Max Hastings, in the Sunday Telegraph (London) (2-13-05):

IT IS INTERESTING to compare codes of massacre among the nastier participants in the Second World War. Throughout the struggle, the Soviets continued to kill their own people, as well as their enemies, in hundreds of thousands for supposed failures of courage or loyalty. The Germans murdered captive Russians, Poles, Jews and other "sub-humans" in millions, yet treated uniformed Western allied prisoners with relative humanity - only four per cent died.

The Japanese conferred "sub-human" status on all allied prisoners. More than a quarter perished in consequence, 12,000 of them while working on the Burma railway. The survivors suffered experiences matching those of inmates of Hitler's concentration camps.

The Japanese rationalised their behaviour by claiming that they were exacting revenge on behalf of the peoples of Asia for centuries of humiliation at the hands of white imperialist oppressors. To this day, however, they have failed to explain why this policy also required the killing of something like 15 million Chinese and a host of other Asians whom they "liberated", including 100,000 workers on the Burma Railway.

Brian MacArthur has set himself the task of recording the experiences of British and Australian prisoners of the Japanese, while there are still some alive to tell their stories. His book is a labour of love, if such a phrase is not too discordant. MacArthur feels passionately committed to these men, and to preserving the memory of what they endured.

────────

* _TASK REQUIREMENTS_:
- a) According to the passage on prisoners of the Japanese, how many allied prisoners died while working on the Burma railway?
- b) Continue the passage on prisoners of the Japanese from its last sentence.
The items that follow the passage are separate material.

────────

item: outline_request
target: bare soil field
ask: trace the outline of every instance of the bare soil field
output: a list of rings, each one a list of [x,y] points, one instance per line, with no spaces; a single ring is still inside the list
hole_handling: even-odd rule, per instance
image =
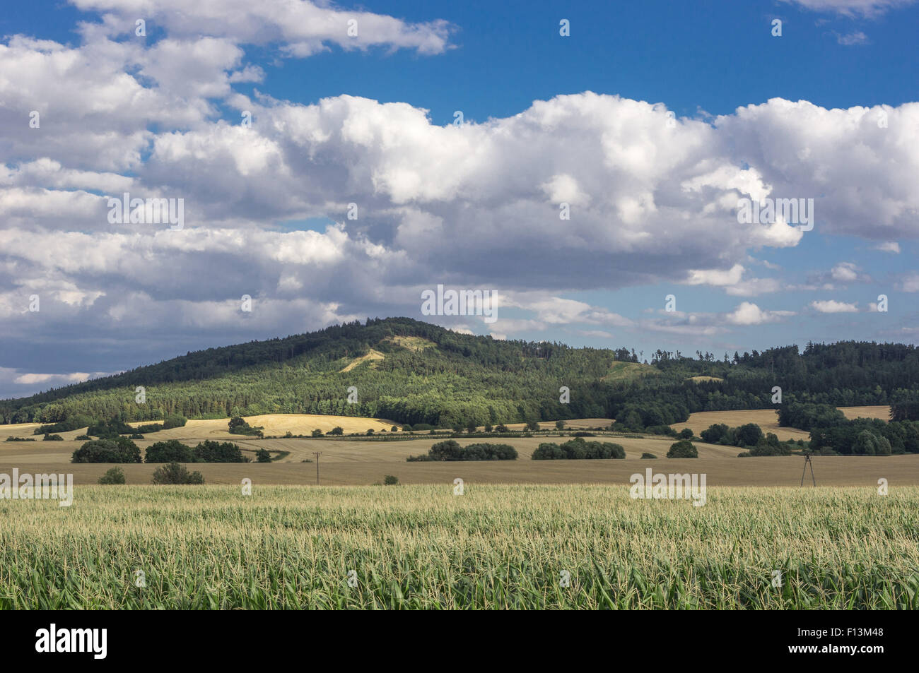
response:
[[[891,408],[883,406],[876,407],[839,407],[845,418],[868,418],[882,419],[888,421],[891,418]],[[781,428],[778,426],[778,415],[771,409],[742,409],[739,411],[699,411],[690,414],[689,420],[685,423],[674,423],[674,430],[677,432],[684,428],[689,428],[698,436],[703,430],[708,430],[709,426],[715,423],[725,423],[732,428],[736,428],[744,423],[756,423],[763,429],[764,432],[775,432],[779,440],[807,440],[811,433],[798,430],[796,428]]]
[[[919,455],[817,456],[813,459],[818,486],[877,488],[886,478],[891,487],[919,485]],[[361,461],[335,459],[323,453],[320,458],[323,486],[360,486],[380,483],[394,475],[403,484],[443,484],[451,488],[460,477],[470,484],[621,484],[630,486],[632,474],[651,468],[654,473],[705,474],[708,486],[795,487],[801,480],[804,461],[800,456],[767,458],[679,458],[660,460],[529,460],[471,463],[406,463],[404,460],[367,456]],[[55,472],[73,474],[77,485],[95,484],[111,465],[70,463],[0,462],[0,472],[12,467],[20,474]],[[149,485],[155,465],[119,465],[129,484]],[[316,483],[314,463],[194,464],[208,484],[240,484],[252,479],[254,485],[287,484],[312,486]],[[805,487],[812,488],[810,470]]]
[[[887,407],[852,407],[843,411],[849,418],[867,416],[884,418]],[[392,423],[380,419],[363,419],[342,416],[310,416],[271,414],[246,419],[252,425],[264,425],[267,434],[308,434],[313,428],[323,432],[335,425],[346,432],[366,432],[368,427],[377,431],[389,429]],[[570,428],[603,427],[609,419],[580,419],[566,421]],[[686,423],[677,423],[677,430],[690,427],[697,434],[712,423],[724,422],[732,427],[746,422],[757,422],[765,432],[773,432],[780,439],[799,437],[806,439],[803,431],[778,428],[776,414],[771,409],[753,411],[710,411],[693,414]],[[554,428],[553,422],[540,424],[545,429]],[[522,427],[521,423],[510,427]],[[71,454],[79,448],[82,441],[74,439],[85,430],[61,433],[63,442],[44,442],[37,436],[36,442],[3,442],[6,436],[32,436],[36,423],[16,426],[0,426],[0,472],[10,473],[13,467],[20,473],[67,473],[73,474],[75,483],[91,484],[104,474],[110,465],[73,465]],[[698,450],[698,459],[668,459],[667,450],[674,440],[669,437],[646,436],[628,438],[598,436],[604,442],[615,442],[626,451],[625,460],[599,461],[534,461],[533,450],[543,442],[564,442],[570,437],[519,437],[519,438],[469,438],[460,439],[462,445],[476,442],[495,442],[514,446],[519,457],[516,461],[485,463],[407,463],[409,455],[426,454],[435,442],[442,437],[422,435],[413,439],[373,442],[349,439],[264,439],[232,435],[227,432],[226,420],[189,421],[183,428],[161,431],[137,440],[142,451],[154,442],[177,439],[194,446],[206,439],[232,441],[244,454],[253,457],[258,449],[271,452],[287,452],[287,455],[270,464],[196,464],[193,469],[200,471],[209,484],[233,484],[243,477],[263,484],[315,484],[316,465],[313,452],[320,456],[320,478],[323,485],[366,485],[382,480],[386,475],[394,475],[401,482],[409,484],[445,483],[460,477],[481,483],[521,484],[569,484],[569,483],[623,483],[629,477],[646,467],[655,472],[698,472],[708,475],[711,486],[795,486],[800,482],[803,460],[800,456],[770,456],[763,458],[738,458],[742,449],[736,446],[719,446],[694,442]],[[651,453],[659,460],[641,460],[642,453]],[[276,454],[277,455],[277,454]],[[817,456],[814,458],[817,483],[825,486],[872,486],[880,477],[887,478],[892,486],[919,484],[919,455],[893,456]],[[155,465],[121,465],[129,483],[149,484]],[[810,478],[810,472],[808,473]]]

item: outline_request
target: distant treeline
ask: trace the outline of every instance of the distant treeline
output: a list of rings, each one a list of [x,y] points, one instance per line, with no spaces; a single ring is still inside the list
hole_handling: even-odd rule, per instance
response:
[[[402,337],[425,340],[416,347]],[[343,372],[373,348],[383,360]],[[391,419],[413,427],[483,426],[574,418],[615,418],[645,430],[696,411],[766,409],[783,402],[916,405],[919,352],[912,345],[842,342],[763,353],[656,351],[648,366],[610,376],[616,362],[643,358],[618,350],[459,334],[406,318],[369,320],[310,334],[208,349],[106,378],[0,402],[3,422],[57,428],[77,416],[162,422],[263,413]],[[687,380],[692,376],[722,380]],[[135,387],[146,403],[136,404]],[[357,388],[355,404],[347,388]],[[570,400],[560,400],[560,388]],[[905,407],[898,407],[904,409]],[[914,415],[915,409],[912,412]],[[907,411],[904,411],[907,412]],[[76,427],[83,427],[76,426]],[[51,432],[61,432],[60,429]]]
[[[824,404],[789,404],[778,411],[778,424],[811,432],[816,453],[843,455],[919,454],[919,421],[913,403],[894,404],[890,422],[881,419],[848,420]]]

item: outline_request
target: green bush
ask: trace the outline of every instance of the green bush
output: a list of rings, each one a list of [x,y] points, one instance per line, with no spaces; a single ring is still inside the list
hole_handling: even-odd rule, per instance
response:
[[[191,447],[178,440],[156,442],[147,447],[145,463],[194,463],[195,454]]]
[[[103,486],[108,484],[127,484],[128,480],[124,478],[124,472],[121,471],[120,467],[112,467],[99,477],[99,483]]]
[[[71,463],[140,463],[141,450],[127,437],[86,442],[74,452]]]
[[[134,429],[121,419],[100,421],[86,429],[86,434],[99,439],[115,439],[120,434],[131,434],[133,432]]]
[[[244,421],[242,418],[238,416],[230,419],[229,428],[231,434],[246,434],[255,437],[265,436],[264,433],[262,432],[262,431],[264,430],[263,427],[259,426],[257,428],[255,428],[249,425],[245,421]]]
[[[621,444],[611,442],[584,442],[581,437],[563,444],[544,442],[533,452],[533,460],[598,460],[625,458],[626,450]]]
[[[203,484],[204,477],[200,472],[188,472],[185,465],[178,463],[167,463],[153,470],[153,483],[165,484]]]
[[[698,451],[693,446],[692,442],[681,439],[670,444],[670,451],[667,452],[668,458],[698,458]]]
[[[249,463],[239,446],[232,442],[205,440],[195,447],[196,463]]]
[[[409,462],[516,460],[516,449],[510,444],[474,443],[460,446],[456,440],[448,439],[431,446],[427,455],[410,455],[406,460]]]
[[[163,420],[163,429],[170,430],[171,428],[184,428],[185,424],[188,422],[188,419],[180,414],[169,414]]]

────────

* _ANSWERS FOR EACH ITEM_:
- a) 12,000

- b)
The outcome makes re-lentlessly bleak reading, re-deemed only by the nobility of some of those who survived. There was the legendary Australian surgeon "Weary" Dunlop, who offered himself again and again for Japanese beatings, by his unyielding demands on behalf of his patients, along with other good and brave men, whose humanity deserves our deep respect....

Today, it remains hard not to look warily upon modern Japan, a society in collective denial about its past crimes, even as Western historians publish relentless accounts of our own imperial falls of grace, most far less awful than those of Nippon. Brian MacArthur has made a significant contribution to the literature of the war in the Far East, which is still much less known to us than the matching struggle in Europe.